■ Goal of the exercise: Each entry below is to be transcribed exactly.

┌─ Data rows

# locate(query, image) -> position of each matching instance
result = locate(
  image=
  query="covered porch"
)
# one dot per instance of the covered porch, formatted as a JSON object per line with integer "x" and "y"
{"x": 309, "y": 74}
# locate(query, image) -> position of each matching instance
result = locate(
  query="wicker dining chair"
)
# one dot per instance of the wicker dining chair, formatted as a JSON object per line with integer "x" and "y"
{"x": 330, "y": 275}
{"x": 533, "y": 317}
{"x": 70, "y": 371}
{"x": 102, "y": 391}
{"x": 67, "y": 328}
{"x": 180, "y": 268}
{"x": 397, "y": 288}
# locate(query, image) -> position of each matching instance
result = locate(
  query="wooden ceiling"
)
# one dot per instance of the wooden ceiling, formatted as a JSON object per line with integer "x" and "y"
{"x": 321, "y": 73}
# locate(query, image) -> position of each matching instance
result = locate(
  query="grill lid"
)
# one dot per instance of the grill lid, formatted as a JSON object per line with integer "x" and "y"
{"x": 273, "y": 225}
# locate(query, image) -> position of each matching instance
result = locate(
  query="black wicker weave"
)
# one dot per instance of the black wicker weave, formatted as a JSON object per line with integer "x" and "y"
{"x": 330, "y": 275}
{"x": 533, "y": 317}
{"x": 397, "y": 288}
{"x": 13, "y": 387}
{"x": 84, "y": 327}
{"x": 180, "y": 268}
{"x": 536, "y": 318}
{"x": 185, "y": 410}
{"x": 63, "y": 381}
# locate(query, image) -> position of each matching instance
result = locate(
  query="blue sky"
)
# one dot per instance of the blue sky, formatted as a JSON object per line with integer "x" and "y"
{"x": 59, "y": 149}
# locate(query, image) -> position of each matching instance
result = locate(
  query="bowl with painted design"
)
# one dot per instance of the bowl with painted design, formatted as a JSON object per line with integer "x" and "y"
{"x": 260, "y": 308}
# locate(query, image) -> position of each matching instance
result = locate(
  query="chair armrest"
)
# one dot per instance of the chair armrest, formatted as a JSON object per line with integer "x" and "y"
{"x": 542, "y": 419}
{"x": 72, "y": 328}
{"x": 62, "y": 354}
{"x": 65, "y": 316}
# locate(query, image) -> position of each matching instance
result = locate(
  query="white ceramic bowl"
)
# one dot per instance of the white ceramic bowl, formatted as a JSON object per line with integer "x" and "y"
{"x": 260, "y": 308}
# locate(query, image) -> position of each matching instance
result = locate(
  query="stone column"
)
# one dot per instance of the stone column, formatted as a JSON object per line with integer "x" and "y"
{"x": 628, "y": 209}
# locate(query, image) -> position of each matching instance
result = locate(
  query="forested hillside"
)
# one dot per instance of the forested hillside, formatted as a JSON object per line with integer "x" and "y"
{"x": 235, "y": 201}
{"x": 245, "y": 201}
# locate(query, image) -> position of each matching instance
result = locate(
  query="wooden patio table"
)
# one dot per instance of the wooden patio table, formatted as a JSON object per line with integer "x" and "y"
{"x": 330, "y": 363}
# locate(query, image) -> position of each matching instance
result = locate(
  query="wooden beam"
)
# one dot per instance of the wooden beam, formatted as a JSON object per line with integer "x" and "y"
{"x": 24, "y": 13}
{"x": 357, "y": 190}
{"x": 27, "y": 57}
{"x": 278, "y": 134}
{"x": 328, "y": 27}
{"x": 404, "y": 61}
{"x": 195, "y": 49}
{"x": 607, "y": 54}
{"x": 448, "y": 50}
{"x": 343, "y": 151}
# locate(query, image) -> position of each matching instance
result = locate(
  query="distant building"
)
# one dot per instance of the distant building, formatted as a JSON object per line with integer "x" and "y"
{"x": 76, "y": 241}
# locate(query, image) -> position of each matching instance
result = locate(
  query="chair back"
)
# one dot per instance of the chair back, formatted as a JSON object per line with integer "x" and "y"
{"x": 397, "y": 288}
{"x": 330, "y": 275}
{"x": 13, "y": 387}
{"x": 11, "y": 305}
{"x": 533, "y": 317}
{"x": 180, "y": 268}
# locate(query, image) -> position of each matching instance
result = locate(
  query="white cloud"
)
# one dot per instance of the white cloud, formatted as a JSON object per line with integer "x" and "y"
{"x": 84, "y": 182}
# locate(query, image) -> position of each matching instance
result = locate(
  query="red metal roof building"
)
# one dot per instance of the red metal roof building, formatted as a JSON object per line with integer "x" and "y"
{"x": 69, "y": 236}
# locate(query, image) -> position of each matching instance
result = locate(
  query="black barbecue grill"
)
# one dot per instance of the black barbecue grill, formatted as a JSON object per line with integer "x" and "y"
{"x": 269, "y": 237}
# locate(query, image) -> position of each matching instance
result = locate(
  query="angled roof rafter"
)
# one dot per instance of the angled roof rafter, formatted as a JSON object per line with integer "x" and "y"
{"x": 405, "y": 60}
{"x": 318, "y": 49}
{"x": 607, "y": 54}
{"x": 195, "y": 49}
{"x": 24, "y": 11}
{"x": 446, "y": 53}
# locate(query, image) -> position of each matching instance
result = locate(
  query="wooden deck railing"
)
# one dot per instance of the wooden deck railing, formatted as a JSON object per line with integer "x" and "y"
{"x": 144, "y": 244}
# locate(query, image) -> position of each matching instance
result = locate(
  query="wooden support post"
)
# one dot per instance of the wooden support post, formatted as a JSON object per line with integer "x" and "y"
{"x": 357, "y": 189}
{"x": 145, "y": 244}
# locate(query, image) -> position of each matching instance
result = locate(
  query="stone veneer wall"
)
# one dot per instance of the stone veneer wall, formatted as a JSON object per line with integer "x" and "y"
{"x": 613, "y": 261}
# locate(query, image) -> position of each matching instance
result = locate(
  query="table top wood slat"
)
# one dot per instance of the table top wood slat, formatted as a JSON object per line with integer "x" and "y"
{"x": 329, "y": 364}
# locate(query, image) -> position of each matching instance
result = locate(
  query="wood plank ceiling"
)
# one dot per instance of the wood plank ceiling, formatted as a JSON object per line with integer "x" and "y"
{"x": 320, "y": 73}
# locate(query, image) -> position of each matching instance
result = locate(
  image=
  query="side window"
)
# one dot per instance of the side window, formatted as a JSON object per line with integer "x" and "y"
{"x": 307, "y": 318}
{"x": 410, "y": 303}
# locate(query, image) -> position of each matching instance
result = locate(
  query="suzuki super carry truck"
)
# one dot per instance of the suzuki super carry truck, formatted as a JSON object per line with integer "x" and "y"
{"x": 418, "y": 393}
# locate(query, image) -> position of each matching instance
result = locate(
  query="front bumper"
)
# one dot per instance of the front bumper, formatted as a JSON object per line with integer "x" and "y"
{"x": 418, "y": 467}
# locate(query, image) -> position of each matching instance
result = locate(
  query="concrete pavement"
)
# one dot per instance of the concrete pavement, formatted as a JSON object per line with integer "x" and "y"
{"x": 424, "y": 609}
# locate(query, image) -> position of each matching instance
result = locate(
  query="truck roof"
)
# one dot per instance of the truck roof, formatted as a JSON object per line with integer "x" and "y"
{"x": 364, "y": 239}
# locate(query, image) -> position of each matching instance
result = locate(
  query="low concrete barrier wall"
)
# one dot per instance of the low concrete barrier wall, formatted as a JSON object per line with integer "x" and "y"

└─

■ Output of the exercise:
# locate(query, image) -> position of each matching instance
result = locate(
  image=
  query="covered porch"
)
# one dot per instance of the covered porch, formatted as a JSON object per line with integer "x" and "y"
{"x": 309, "y": 74}
# locate(query, image) -> position of each matching instance
result = locate(
  query="wicker dining chair"
)
# one dot per instance of the wicker dining chair, formatted as a JSON object per line with integer "x" and "y"
{"x": 330, "y": 275}
{"x": 533, "y": 317}
{"x": 70, "y": 371}
{"x": 102, "y": 391}
{"x": 67, "y": 328}
{"x": 180, "y": 268}
{"x": 397, "y": 288}
# locate(query, image) -> position of each matching instance
result = locate(
  query="wooden ceiling"
)
# one dot per instance of the wooden ceiling, formatted as a JSON object per line with integer "x" and "y"
{"x": 321, "y": 73}
# locate(query, image) -> position of each matching instance
result = locate(
  query="grill lid"
)
# one dot per instance of the grill lid, formatted as a JSON object per line with integer "x" and "y"
{"x": 273, "y": 225}
# locate(query, image) -> position of each matching instance
result = locate(
  query="black wicker weave"
)
# one dot per instance of the black wicker weave, formatted as a JSON object per line with integer "x" and "y"
{"x": 330, "y": 275}
{"x": 533, "y": 317}
{"x": 397, "y": 288}
{"x": 13, "y": 387}
{"x": 84, "y": 327}
{"x": 180, "y": 268}
{"x": 536, "y": 318}
{"x": 185, "y": 410}
{"x": 63, "y": 381}
# locate(query, image) -> position of each matching instance
result = locate(
  query="blue sky"
)
# one dot per instance of the blue sky, formatted as a JSON object per line with integer "x" and "y"
{"x": 59, "y": 149}
# locate(query, image) -> position of each matching instance
result = locate(
  query="bowl with painted design"
)
# one dot per instance of the bowl with painted design, formatted as a JSON object per line with integer "x" and "y"
{"x": 260, "y": 308}
# locate(query, image) -> position of each matching instance
result = locate(
  query="chair armrest"
)
# one dot per instance of the chair armrest, formatted as a JSON object per line with integer "x" and "y"
{"x": 542, "y": 419}
{"x": 72, "y": 328}
{"x": 62, "y": 354}
{"x": 65, "y": 316}
# locate(query, image) -> position of each matching instance
result = locate(
  query="white ceramic bowl"
)
# one dot per instance of the white ceramic bowl, formatted as a JSON object per line with integer "x" and "y"
{"x": 260, "y": 308}
# locate(query, image) -> position of each matching instance
result = locate(
  query="stone column"
)
# one dot per instance of the stone column, formatted as a JSON object per line with integer "x" and "y"
{"x": 628, "y": 209}
# locate(query, image) -> position of each matching instance
result = locate(
  query="forested hillside"
)
# one dot per instance of the forested hillside, formatted as a JSON object per line with integer "x" and "y"
{"x": 235, "y": 201}
{"x": 245, "y": 201}
# locate(query, image) -> position of each matching instance
result = locate(
  query="wooden patio table"
)
# one dot per instance of the wooden patio table, formatted as a JSON object per line with integer "x" and "y"
{"x": 330, "y": 363}
# locate(query, image) -> position of each matching instance
result = locate(
  query="wooden beam"
)
# one dot per instance of the wooden beam, formatted as a JSON object per line with integer "x" and "y"
{"x": 24, "y": 13}
{"x": 357, "y": 190}
{"x": 27, "y": 57}
{"x": 278, "y": 134}
{"x": 328, "y": 27}
{"x": 404, "y": 61}
{"x": 195, "y": 49}
{"x": 607, "y": 54}
{"x": 448, "y": 50}
{"x": 343, "y": 151}
# locate(query, image) -> position of each matching instance
result = locate(
  query="distant building"
)
# one dot per instance of the distant building, formatted as a JSON object per line with integer "x" and "y"
{"x": 76, "y": 241}
# locate(query, image) -> position of each matching instance
result = locate(
  query="chair back"
)
# one dot per instance of the chair back, formatted as a JSON object per line with integer "x" and "y"
{"x": 397, "y": 288}
{"x": 330, "y": 275}
{"x": 13, "y": 387}
{"x": 11, "y": 305}
{"x": 533, "y": 317}
{"x": 180, "y": 268}
# locate(query, image) -> position of each matching instance
result = locate(
  query="white cloud"
)
# one dot per instance of the white cloud, formatted as a JSON object per line with integer "x" and "y"
{"x": 84, "y": 182}
# locate(query, image) -> position of each matching instance
result = locate(
  query="red metal roof building"
)
# one dot per instance of the red metal roof building, formatted as a JSON object per line with integer "x" and "y"
{"x": 69, "y": 236}
# locate(query, image) -> position of each matching instance
result = locate(
  query="black barbecue grill"
)
# one dot per instance of the black barbecue grill, formatted as a JSON object per line with integer "x" and "y"
{"x": 269, "y": 237}
# locate(query, image) -> position of each matching instance
result = locate(
  query="angled roof rafter"
)
# one dot per instance of the angled roof rafter, formatted as a JSON object per line with integer "x" and "y"
{"x": 405, "y": 60}
{"x": 318, "y": 49}
{"x": 607, "y": 54}
{"x": 195, "y": 49}
{"x": 24, "y": 11}
{"x": 446, "y": 53}
# locate(query, image) -> position of each matching instance
result = locate(
  query="wooden deck railing"
)
# one dot per instance of the wooden deck railing, formatted as a JSON object per line with integer "x" and "y"
{"x": 144, "y": 244}
# locate(query, image) -> position of each matching instance
result = locate(
  query="wooden support post"
)
# one dot per instance of the wooden support post, formatted as a JSON object per line with integer "x" and "y"
{"x": 357, "y": 189}
{"x": 145, "y": 244}
# locate(query, image) -> position of each matching instance
result = locate(
  query="stone veneer wall"
)
# one dot per instance of the stone veneer wall, formatted as a JSON object per line with integer "x" and "y"
{"x": 613, "y": 261}
# locate(query, image) -> position of each matching instance
result = locate(
  query="table top wood slat"
)
# one dot per instance of the table top wood slat, formatted as a JSON object per line with integer "x" and "y"
{"x": 329, "y": 364}
# locate(query, image) -> position of each matching instance
result = locate(
  query="wood plank ceiling"
)
# one dot per instance of the wood plank ceiling, formatted as a JSON object per line with integer "x" and "y"
{"x": 320, "y": 73}
# locate(query, image) -> position of each matching instance
result = locate(
  image=
  query="side window"
)
# one dot per instance of the side window, formatted as a JSON object per line with integer "x" and "y"
{"x": 307, "y": 318}
{"x": 410, "y": 303}
# locate(query, image) -> position of each matching instance
result = locate(
  query="suzuki super carry truck"
)
# one dot per instance of the suzuki super carry truck, formatted as a JSON object per line with integer "x" and "y"
{"x": 418, "y": 393}
# locate(query, image) -> position of each matching instance
result = locate(
  query="front bumper"
)
# one dot per instance of the front bumper, formatted as a JSON object per line with integer "x" and "y"
{"x": 418, "y": 467}
# locate(query, image) -> position of each matching instance
result = locate(
  query="concrete pavement"
)
# one dot per instance of the concrete pavement, formatted as a JSON object per line with integer "x" and "y"
{"x": 424, "y": 609}
# locate(query, image) -> position of each matching instance
result = locate(
  query="truck roof"
)
# one dot per instance of the truck roof, formatted as a JSON object per line with integer "x" and "y"
{"x": 364, "y": 239}
# locate(query, image) -> position of each matching instance
result = locate(
  query="low concrete barrier wall"
)
# one dot per instance of the low concrete barrier wall, formatted as a JSON object per line with integer "x" and "y"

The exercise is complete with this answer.